[Records from a dataset]

::::

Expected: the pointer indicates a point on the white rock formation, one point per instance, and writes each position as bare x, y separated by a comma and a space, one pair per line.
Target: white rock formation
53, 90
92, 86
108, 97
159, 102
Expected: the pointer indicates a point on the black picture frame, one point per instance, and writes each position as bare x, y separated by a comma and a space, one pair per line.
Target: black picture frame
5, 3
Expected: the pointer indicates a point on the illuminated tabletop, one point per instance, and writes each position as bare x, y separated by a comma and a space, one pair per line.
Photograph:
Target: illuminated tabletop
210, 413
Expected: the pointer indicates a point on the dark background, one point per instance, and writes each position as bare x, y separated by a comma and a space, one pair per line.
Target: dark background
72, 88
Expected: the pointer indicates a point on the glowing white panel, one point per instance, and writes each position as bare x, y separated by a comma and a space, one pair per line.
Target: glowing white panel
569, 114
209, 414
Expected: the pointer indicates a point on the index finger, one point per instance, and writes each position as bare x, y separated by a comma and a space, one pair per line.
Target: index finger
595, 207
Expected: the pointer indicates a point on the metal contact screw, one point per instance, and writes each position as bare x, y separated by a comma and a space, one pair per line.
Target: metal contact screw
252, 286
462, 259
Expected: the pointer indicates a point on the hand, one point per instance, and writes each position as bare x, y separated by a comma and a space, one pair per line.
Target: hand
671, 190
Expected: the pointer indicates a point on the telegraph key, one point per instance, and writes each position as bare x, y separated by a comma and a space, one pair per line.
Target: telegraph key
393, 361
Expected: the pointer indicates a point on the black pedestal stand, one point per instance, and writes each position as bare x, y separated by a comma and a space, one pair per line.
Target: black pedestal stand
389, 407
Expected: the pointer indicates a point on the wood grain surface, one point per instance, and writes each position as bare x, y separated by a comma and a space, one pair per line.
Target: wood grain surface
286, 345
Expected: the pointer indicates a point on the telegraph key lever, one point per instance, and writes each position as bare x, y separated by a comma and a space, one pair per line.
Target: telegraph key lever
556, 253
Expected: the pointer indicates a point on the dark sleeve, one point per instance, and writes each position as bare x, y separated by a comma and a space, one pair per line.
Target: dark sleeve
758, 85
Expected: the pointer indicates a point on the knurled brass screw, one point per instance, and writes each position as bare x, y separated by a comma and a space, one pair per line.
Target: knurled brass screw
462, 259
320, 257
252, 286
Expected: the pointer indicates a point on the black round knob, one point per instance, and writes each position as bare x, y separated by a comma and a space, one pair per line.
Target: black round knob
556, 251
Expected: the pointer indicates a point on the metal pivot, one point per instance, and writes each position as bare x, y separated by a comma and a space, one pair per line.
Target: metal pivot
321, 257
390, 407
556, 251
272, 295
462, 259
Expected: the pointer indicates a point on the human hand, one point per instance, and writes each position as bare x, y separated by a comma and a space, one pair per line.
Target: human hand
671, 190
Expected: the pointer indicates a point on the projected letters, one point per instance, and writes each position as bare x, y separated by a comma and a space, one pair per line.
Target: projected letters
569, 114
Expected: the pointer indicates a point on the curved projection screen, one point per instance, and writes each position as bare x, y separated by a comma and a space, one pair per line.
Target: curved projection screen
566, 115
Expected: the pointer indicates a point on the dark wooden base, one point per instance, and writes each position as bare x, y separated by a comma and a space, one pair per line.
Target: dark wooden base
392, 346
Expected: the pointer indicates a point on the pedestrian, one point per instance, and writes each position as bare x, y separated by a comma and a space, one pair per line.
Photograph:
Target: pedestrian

::::

## WHAT THIS TASK INVOLVES:
Lines containing the word "pedestrian": copy every one of them from the records above.

## WORKED SOLUTION:
Expected: the pointer indicates a point on the pedestrian, one point per instance, and writes each position as bare x, y separated by a comma and a space, one pair per line.
Target: pedestrian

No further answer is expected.